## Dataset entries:
——————

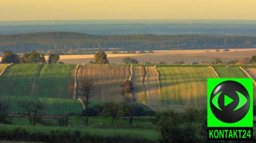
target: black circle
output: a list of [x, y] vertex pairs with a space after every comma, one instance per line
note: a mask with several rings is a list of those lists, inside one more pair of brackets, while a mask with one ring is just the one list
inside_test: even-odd
[[[239, 97], [236, 91], [242, 94], [247, 100], [247, 103], [240, 108], [234, 111], [238, 105]], [[220, 110], [212, 103], [212, 98], [221, 92], [218, 103]], [[234, 101], [227, 106], [224, 106], [224, 96], [228, 96]], [[226, 123], [234, 123], [242, 120], [247, 114], [250, 107], [250, 97], [246, 89], [240, 83], [235, 81], [223, 81], [217, 86], [212, 92], [210, 98], [210, 106], [213, 114], [220, 121]]]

——————

## DO THIS:
Set down each line of the material above that contains the string "list".

## ANSWER FOR THE TASK:
output: a list of [x, y] vertex pairs with a space after every comma, one instance per line
note: a mask with several rings is a list of those lists, inside one more pair of brackets, while a mask with one ring is just the one list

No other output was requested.